*WHAT YOU HAVE TO DO*
Without including any pictures, write out all the records word for word.
--- START ---
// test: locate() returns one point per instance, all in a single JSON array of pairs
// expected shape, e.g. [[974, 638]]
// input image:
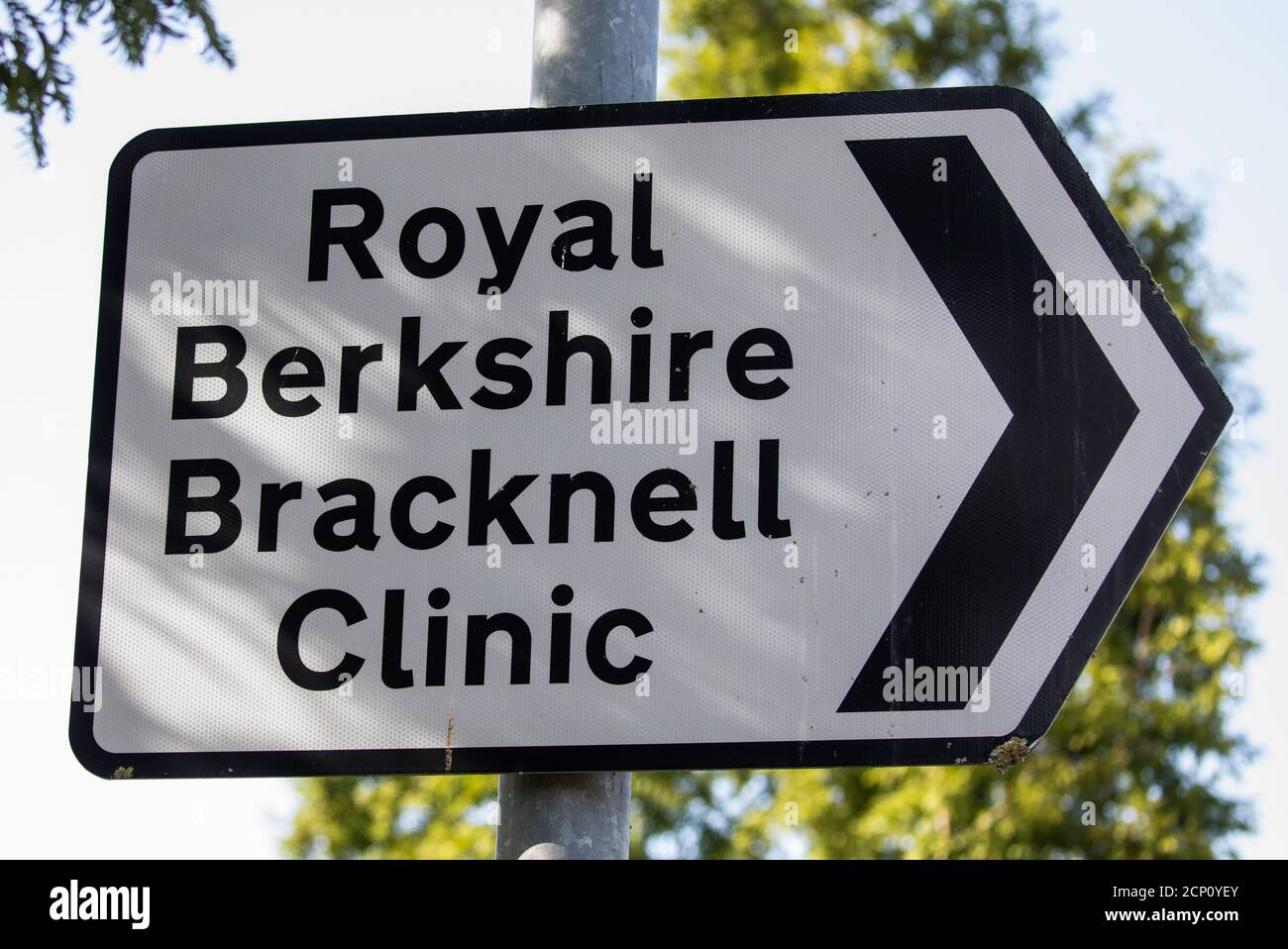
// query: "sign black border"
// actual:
[[690, 756]]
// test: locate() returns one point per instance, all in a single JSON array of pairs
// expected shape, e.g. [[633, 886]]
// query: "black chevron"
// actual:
[[1069, 413]]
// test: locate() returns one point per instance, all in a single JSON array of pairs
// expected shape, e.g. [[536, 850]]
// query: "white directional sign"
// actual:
[[809, 430]]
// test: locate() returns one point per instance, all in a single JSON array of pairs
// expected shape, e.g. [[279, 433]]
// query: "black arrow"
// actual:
[[1069, 413]]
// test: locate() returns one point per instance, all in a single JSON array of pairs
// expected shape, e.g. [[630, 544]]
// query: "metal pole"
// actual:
[[588, 52], [584, 53]]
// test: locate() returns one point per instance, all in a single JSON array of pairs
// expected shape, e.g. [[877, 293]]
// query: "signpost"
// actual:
[[790, 432]]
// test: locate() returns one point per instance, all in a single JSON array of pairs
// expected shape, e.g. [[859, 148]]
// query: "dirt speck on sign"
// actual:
[[1009, 754]]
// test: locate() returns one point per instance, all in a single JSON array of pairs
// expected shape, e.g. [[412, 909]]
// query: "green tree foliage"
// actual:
[[34, 73], [1134, 763]]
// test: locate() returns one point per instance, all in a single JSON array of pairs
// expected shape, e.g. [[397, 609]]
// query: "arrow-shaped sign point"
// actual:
[[1069, 413]]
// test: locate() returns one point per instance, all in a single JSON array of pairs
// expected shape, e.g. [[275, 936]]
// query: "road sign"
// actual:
[[807, 430]]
--- END ---
*RESULT*
// test: locate() returns one point per instance, all in a single JSON array of pairs
// expected shape, e.g. [[974, 638]]
// input image:
// query: "sign black border"
// actual:
[[690, 756]]
// test: locate() returns one point per instance, all in a single JSON array of pairs
// expected shape, e.g. [[633, 886]]
// query: "black chevron"
// actual:
[[1069, 413]]
// test: locate() returns one point per instance, all in a single JSON array of pairs
// expected shape, e.g. [[536, 850]]
// query: "white directional sign"
// actual:
[[809, 430]]
// test: locate() returns one point per instance, all in a single JSON array of pairs
// expected shape, e.g. [[279, 433]]
// query: "black arrow"
// actual:
[[1069, 413]]
// test: locate() returns one point per instance, all in a single JSON array of pairs
// expected shape, e.g. [[630, 544]]
// query: "metal pole"
// actual:
[[588, 52], [584, 53]]
// test: locate() returns one point per instance, all in a single JSON array of pairs
// expected shape, e.g. [[877, 293]]
// query: "signpost"
// actual:
[[790, 432]]
// test: locate() returns one point per instance, all in a single JSON array of pairs
// expected shape, e.g. [[859, 148]]
// query: "dirt speck on sign"
// actual:
[[1009, 754]]
// test: locate() returns one point per instance, all in a single JSON array of pairs
// expected shape, e.g. [[412, 909]]
// query: "green tree foliage"
// actual:
[[34, 73], [1134, 763]]
// test: locate() returns one point per instance, all in a single JSON array of pairs
// expected shape, e.g. [[397, 609]]
// query: "arrow-shaped sign point"
// actual:
[[1069, 413]]
// test: locate() returns one point per instance, all in a single JSON array of pairs
// expected shape, e.g. [[275, 936]]
// query: "road sign"
// actual:
[[807, 430]]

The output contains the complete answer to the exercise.